▸ **Working data**
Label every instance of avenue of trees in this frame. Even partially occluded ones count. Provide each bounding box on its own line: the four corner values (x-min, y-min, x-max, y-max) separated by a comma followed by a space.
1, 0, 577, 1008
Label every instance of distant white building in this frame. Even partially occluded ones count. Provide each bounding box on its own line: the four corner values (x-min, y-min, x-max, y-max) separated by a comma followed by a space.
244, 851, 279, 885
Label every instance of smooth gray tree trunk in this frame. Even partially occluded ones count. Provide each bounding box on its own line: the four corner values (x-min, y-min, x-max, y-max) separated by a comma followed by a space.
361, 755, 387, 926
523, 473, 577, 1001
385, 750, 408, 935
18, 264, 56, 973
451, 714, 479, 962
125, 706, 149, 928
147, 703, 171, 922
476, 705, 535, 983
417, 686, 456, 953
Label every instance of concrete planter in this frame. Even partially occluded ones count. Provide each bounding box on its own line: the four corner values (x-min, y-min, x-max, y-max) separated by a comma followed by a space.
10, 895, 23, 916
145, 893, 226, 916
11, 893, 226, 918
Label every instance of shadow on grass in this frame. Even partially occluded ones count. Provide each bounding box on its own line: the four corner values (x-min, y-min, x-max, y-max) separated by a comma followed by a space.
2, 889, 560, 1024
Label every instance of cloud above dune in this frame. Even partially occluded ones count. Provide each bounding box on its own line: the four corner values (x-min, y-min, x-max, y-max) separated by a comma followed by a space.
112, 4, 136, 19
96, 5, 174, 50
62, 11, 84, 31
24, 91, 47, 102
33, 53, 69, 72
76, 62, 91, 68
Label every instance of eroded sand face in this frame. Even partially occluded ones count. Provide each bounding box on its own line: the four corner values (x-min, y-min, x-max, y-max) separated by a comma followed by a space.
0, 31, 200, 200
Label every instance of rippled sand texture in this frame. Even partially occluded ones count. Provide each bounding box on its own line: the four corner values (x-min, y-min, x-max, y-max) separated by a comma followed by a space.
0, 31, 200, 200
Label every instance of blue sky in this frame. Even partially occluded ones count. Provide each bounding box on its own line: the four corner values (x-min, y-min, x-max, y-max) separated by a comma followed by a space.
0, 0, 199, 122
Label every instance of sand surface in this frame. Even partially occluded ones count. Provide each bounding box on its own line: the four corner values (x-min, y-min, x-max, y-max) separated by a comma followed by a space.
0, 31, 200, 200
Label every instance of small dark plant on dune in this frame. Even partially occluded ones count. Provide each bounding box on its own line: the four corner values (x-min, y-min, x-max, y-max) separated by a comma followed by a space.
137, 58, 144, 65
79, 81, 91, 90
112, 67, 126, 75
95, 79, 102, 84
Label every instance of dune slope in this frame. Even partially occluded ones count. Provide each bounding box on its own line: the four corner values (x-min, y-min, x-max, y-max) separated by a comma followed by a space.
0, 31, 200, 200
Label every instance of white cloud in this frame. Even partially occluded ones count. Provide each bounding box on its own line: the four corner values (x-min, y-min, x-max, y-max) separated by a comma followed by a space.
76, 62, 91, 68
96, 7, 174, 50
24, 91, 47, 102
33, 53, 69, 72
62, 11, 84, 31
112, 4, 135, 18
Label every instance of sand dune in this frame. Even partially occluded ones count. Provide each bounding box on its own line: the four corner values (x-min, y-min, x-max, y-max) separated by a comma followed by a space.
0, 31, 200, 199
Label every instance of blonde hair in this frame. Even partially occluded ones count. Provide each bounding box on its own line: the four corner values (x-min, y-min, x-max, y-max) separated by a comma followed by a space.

▸ **What needs to be done**
Your answer should be the records above, set down exactly.

▸ **Task response**
Label every instance of avenue of trees in this frame. Even partially occluded ones count. Provide each bounding box on its own line: the four corner values (x-min, y-min, x-max, y-max) separated by a comma followed by a space.
1, 0, 577, 1008
Label every instance of distant white building in this frame. Even partially occluded ones count. Provide each bounding box on its own line: the four corner values (x-min, y-min, x-max, y-max) separated by a comma followed by a space.
244, 851, 279, 885
Label every instance of smooth gray tree trunk in this frame. Even partially occluded ones count. Provide each bounding box on its own line: the four corner values (x-min, y-min, x-max, y-max) separated by a comma followed by a space.
361, 755, 387, 926
523, 473, 577, 1001
385, 750, 408, 935
18, 264, 56, 973
451, 714, 479, 962
125, 706, 149, 928
147, 703, 171, 922
476, 705, 535, 983
417, 686, 456, 953
Label every instance of concrete planter in this frame. Even partially occluded ones count. Provide each bounding box on its own line: the four corner values (x-min, y-min, x-max, y-max) separated by a comma followed by a space.
10, 895, 23, 916
145, 893, 226, 916
11, 893, 226, 918
Label every instance of shadow on grass in this frame. Even partially occluded ones count. Provide each bounding box on its own line: the four corner values (x-min, y-min, x-max, y-max) separated by a comma followed by a space.
2, 889, 560, 1024
Label every instance of cloud above dune in this frame. Even partially occluded ones count. Provide each bounding box on its own line: the four corner values (x-min, y-min, x-max, y-max) separated by a comma followed by a space.
112, 4, 136, 19
96, 5, 174, 50
62, 11, 84, 31
24, 91, 47, 102
33, 53, 69, 72
76, 62, 91, 68
Label every instance of eroded sand face in this frame. Even partially occluded ones count. Provide each bounding box on its own line: the four corner values (x-min, y-min, x-max, y-max) separated by a comma followed by a space.
0, 31, 200, 200
Label every instance of rippled sand texture in this frame. Even partially occluded ones count. Provide each bounding box on its own line: the four corner values (x-min, y-min, x-max, y-max) separated by a comma followed by a space.
0, 31, 200, 200
Label every instance of blue sky in this frame. Even partially occluded ones count. Provide each bounding box on its own line: the four corner values (x-min, y-min, x-max, y-max) separated by a comma followed by a space.
0, 0, 199, 122
Label every instance of sand surface in this frame. Even partially occluded ones count. Provide each bounding box on its own line: the four corner values (x-min, y-min, x-max, y-max) separated by a comma followed by a space.
0, 31, 200, 200
Label every instance of small dark plant on dune in this frame. Even partially occluded ones count. Provide each bounding box on its own line: the four corner values (x-min, y-min, x-max, y-max) separated by a comma followed by a space.
137, 58, 144, 65
79, 81, 91, 90
112, 67, 126, 75
95, 79, 102, 84
Label every instance of dune slope in this frame. Even partially occluded ones count. Provide each bounding box on its own line: the four corner values (x-min, y-min, x-max, y-max) separated by a comma followed by a space.
0, 31, 200, 200
Label every instance of white cloud in this frame. Even partially occluded ones count. Provide each bounding box on its own line: the four corner values (x-min, y-min, x-max, y-max) separated by a comma followed by a space.
76, 62, 91, 68
96, 7, 174, 50
24, 91, 47, 102
33, 53, 69, 72
62, 11, 84, 31
112, 4, 135, 18
Label every instance of sand dune in this frame. Even partially occluded ones count. Provide each bounding box on its own line: the four corner values (x-min, y-min, x-max, y-max) separated by a comma followed by a space.
0, 31, 200, 199
Label every instance of blonde hair in this frame. Even partially occluded ones count. Provide each bounding box on its own line: the four corner values (x-min, y-min, x-max, y-max) separated by a comma followed by a space.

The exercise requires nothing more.